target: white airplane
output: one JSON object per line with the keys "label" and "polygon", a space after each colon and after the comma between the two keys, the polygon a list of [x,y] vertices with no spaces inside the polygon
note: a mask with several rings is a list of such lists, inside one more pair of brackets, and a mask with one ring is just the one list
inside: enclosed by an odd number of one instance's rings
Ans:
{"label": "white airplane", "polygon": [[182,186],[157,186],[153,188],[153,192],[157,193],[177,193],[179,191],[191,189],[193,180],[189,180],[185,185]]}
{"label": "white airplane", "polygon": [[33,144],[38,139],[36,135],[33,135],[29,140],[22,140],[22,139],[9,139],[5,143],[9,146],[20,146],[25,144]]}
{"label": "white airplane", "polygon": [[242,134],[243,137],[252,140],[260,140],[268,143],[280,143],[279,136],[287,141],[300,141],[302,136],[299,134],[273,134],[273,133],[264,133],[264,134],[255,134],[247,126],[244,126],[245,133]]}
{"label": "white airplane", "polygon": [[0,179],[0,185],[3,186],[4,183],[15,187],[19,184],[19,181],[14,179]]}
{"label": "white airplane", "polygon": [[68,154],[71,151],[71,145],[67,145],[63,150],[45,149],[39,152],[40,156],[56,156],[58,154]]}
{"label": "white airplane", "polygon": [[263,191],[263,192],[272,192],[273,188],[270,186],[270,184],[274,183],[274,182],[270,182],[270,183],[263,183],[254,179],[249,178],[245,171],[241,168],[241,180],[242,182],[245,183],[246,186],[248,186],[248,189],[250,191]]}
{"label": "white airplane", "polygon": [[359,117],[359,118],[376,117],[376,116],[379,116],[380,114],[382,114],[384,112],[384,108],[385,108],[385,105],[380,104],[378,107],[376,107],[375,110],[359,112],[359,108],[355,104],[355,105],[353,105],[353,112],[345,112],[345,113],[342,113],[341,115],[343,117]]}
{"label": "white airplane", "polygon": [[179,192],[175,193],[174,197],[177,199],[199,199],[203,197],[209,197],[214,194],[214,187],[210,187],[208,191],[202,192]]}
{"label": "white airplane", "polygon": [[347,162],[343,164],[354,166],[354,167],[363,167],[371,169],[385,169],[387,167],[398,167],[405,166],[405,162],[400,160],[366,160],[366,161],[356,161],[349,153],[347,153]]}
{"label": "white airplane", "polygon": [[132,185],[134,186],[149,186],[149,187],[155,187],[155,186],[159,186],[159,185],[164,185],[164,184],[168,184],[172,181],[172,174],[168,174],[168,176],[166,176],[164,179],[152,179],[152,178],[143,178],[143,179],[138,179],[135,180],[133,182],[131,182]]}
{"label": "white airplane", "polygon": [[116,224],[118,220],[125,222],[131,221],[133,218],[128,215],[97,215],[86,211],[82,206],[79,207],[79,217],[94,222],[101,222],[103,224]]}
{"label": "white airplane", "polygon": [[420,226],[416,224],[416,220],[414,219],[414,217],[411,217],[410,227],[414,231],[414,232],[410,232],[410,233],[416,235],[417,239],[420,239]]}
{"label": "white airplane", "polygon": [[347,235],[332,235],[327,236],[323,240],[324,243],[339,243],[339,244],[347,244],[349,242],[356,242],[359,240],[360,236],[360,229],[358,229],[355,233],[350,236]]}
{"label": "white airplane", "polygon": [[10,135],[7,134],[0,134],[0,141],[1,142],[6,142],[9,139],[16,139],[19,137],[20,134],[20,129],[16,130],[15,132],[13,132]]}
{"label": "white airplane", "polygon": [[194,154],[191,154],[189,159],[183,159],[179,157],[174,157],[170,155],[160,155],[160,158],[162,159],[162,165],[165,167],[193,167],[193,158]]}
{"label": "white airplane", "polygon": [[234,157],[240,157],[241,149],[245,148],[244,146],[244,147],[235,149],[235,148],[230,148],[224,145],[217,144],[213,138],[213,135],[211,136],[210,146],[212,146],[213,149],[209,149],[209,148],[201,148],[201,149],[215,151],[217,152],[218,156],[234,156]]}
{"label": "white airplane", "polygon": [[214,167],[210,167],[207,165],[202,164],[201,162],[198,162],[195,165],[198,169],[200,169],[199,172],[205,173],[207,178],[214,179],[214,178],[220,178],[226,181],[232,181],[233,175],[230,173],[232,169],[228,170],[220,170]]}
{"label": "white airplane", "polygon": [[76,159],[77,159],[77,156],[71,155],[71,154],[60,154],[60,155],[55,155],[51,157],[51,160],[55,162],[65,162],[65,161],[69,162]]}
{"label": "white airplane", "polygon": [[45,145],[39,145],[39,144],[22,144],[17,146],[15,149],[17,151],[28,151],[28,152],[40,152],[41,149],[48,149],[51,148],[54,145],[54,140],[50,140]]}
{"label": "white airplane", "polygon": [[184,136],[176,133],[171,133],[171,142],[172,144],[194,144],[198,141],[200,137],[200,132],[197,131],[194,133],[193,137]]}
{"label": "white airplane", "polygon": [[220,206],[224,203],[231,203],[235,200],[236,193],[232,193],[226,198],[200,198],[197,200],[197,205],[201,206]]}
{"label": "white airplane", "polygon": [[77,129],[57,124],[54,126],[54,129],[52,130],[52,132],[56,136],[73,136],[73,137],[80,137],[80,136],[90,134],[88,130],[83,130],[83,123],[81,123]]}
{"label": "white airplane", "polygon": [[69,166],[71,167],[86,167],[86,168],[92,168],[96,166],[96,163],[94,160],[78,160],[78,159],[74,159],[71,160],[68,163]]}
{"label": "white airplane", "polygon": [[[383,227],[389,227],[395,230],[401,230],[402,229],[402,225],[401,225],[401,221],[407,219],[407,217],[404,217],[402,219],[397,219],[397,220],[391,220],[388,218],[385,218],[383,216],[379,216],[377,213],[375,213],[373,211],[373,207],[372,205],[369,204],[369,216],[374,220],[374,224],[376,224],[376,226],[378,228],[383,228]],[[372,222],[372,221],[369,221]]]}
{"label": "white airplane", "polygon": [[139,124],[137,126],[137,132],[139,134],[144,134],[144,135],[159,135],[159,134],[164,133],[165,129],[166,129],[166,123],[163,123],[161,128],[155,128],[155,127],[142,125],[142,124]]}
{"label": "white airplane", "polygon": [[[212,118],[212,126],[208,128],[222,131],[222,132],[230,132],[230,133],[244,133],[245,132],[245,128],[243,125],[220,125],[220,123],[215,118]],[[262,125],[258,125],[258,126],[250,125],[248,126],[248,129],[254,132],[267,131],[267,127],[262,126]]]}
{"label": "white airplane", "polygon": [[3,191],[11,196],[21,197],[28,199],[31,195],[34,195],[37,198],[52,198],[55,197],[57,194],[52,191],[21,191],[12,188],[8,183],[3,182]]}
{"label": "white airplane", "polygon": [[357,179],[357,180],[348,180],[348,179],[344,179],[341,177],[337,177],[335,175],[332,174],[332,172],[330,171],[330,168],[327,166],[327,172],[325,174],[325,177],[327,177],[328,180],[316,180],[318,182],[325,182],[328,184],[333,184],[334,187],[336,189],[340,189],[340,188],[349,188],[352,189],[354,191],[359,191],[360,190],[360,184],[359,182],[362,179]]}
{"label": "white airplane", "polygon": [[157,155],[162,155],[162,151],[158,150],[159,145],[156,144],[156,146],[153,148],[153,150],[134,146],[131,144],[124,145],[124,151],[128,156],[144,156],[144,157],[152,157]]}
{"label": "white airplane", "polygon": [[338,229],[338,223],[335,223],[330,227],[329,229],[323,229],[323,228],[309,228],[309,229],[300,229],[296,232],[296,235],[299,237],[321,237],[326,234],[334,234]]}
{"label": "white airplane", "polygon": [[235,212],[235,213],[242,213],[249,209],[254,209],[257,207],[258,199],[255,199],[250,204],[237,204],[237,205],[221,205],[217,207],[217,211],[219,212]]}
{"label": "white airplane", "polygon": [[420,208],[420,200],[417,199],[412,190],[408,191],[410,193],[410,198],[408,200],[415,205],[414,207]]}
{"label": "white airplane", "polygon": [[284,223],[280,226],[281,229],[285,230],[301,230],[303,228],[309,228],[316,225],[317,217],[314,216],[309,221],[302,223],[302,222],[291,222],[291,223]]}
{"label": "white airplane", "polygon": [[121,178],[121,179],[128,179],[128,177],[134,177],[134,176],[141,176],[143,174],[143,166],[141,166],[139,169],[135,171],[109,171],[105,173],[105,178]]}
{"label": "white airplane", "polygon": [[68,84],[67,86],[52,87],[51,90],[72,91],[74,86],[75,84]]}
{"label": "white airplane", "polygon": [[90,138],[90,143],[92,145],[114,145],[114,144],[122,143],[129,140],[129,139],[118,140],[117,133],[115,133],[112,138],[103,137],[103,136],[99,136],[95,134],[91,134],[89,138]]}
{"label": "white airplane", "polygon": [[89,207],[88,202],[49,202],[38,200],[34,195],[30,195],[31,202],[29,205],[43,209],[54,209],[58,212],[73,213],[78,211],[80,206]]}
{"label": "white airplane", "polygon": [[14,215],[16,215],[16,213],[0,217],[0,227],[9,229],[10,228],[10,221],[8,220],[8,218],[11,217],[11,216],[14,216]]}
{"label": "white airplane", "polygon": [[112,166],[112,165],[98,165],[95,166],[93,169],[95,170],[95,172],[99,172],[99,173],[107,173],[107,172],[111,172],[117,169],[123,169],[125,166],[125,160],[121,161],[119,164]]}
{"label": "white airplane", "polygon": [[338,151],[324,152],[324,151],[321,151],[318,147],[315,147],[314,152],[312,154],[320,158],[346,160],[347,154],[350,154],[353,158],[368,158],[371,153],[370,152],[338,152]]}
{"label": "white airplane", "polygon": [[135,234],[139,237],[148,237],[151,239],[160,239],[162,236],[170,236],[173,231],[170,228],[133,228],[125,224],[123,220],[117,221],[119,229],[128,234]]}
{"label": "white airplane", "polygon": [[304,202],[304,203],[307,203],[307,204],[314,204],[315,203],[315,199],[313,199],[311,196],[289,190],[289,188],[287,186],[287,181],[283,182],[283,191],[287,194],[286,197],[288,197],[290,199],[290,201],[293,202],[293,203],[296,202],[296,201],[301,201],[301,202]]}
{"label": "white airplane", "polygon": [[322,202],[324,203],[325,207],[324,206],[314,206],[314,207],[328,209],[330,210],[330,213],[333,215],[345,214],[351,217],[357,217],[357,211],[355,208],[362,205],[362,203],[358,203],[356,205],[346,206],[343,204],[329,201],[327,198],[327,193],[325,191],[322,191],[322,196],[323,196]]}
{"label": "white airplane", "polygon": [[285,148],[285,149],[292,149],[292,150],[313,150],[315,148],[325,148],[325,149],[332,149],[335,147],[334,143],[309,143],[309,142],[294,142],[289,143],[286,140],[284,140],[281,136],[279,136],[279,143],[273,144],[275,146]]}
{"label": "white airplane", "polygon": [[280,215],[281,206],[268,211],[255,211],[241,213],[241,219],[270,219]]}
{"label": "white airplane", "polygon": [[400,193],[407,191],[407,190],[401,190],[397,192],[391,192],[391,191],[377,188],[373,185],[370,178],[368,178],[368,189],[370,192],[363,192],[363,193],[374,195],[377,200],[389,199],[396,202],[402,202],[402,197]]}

Assigned task: Each line from the beginning of the listing up to the line where "inside: enclosed by" appears needs to be given again exactly; please add nothing else.

Answer below:
target: white airplane
output: one JSON object per line with the keys "label" and "polygon", a space after each colon and after the comma between the two keys, the polygon a list of [x,y] vertices with no spaces inside the polygon
note: a mask with several rings is a list of such lists, inside one more pair of brackets, and a mask with one ring is just the one list
inside: enclosed by an odd number of one instance's rings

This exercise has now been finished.